## Aim
Reproduce all the entries precisely.

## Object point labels
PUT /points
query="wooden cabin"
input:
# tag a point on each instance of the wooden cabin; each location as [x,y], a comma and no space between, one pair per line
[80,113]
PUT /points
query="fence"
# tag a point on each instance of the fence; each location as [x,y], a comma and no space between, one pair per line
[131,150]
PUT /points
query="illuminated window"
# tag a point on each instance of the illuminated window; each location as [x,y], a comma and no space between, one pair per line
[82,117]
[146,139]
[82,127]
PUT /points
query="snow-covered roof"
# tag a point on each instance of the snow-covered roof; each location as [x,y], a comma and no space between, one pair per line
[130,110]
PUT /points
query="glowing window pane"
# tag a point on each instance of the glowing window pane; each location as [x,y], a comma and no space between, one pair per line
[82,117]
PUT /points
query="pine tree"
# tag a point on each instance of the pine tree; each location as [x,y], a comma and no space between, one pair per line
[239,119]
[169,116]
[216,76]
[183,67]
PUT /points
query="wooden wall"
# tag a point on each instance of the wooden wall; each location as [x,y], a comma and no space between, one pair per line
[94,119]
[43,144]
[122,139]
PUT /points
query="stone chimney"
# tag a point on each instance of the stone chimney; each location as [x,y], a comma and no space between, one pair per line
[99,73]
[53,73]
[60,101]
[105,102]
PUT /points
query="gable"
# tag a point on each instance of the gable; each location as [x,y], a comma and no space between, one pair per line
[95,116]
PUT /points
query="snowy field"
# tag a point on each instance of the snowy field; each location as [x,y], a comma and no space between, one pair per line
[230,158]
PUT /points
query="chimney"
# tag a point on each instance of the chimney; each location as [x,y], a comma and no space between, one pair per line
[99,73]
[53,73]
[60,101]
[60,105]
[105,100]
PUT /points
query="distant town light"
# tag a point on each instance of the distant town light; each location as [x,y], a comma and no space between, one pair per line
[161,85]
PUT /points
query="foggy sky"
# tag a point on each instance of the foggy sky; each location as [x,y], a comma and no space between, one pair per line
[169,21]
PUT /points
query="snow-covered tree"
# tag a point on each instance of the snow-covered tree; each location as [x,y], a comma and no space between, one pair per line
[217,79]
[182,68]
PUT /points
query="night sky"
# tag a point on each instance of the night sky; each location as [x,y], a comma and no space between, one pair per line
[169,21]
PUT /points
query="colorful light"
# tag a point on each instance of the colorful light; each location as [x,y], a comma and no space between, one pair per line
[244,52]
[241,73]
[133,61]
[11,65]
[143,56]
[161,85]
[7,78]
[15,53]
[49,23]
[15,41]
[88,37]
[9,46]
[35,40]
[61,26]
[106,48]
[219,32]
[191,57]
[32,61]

## Solution to the problem
PUT /points
query="wooden cabin"
input:
# tag a point on each instance of the wooden cabin; each location as [x,y], a comma and no space between, one pair per line
[80,113]
PUT /points
query="fence"
# tag a point on each instance of the fence; each location as [x,y], a comma and no space between, one pair per line
[131,150]
PUT /points
query="illuminated window"
# tag a point on each instance of the illuminated window; each location as [x,y], a comma and no space between, one pair per line
[82,117]
[146,139]
[82,127]
PUT /points
query="snow-covered roof"
# tag a point on each instance of the snow-covered roof; each location as [x,y], a comma and no space between, one pair per line
[130,110]
PUT /points
query="glowing window pane"
# tag a point on each instance of the glowing window pane; each location as [x,y], a comma and no space between, one pair per line
[82,117]
PUT /points
query="pine tree"
# tag a point on each instance of the pine tree; each location as [x,y], a comma and no space between, one pair per line
[239,119]
[169,116]
[216,76]
[183,67]
PUT /points
query="wooden wall"
# tag a point on each instance of the wooden wall; each location as [x,y], a comma and no space between, one pair per line
[94,119]
[43,144]
[122,139]
PUT /points
query="stone chimney"
# tag a point on each instance of the stone chimney; each location as [x,y], a comma and no space between, one pair per line
[99,73]
[53,73]
[60,101]
[105,102]
PUT /points
query="gable"
# tag a point on each instance of the gable; each location as [x,y], a comma and no space between, one pair per line
[95,116]
PUT /points
query="snowy field"
# tag a point on each instance of the snowy field; each location as [x,y], a comma and no space between, one pair per line
[230,158]
PUT /points
query="chimney"
# tag a point on each instance of the chimney; each location as [x,y], a comma and no space between, one pair per line
[99,73]
[53,73]
[60,101]
[60,105]
[105,100]
PUT /points
query="distant town light"
# tag a point on each instance of the distant town light; each location as [x,y], a comma and no space between, one pair per line
[161,85]
PUT /points
query="foggy sky"
# tag a point on each instance of the foggy sky; each location as [x,y], a comma and no space between, one pair per line
[169,21]
PUT /points
query="snow-covered tree"
# tag a point on each instance of the snow-covered tree; each location as [x,y], a comma and no space between, one pair per line
[217,79]
[182,68]
PUT /points
query="night sky"
# tag a point on each instance of the night sky; each location as [x,y], a comma and no space between, one pair per line
[169,21]
PUT /points
query="colorful light"
# tag a point on each instance of the colorful light; each location as [x,y], a comma and no space between, one pair per line
[244,52]
[241,73]
[133,61]
[11,65]
[143,56]
[161,85]
[7,78]
[15,53]
[49,23]
[15,41]
[88,37]
[9,46]
[35,40]
[61,26]
[106,48]
[219,32]
[191,57]
[32,61]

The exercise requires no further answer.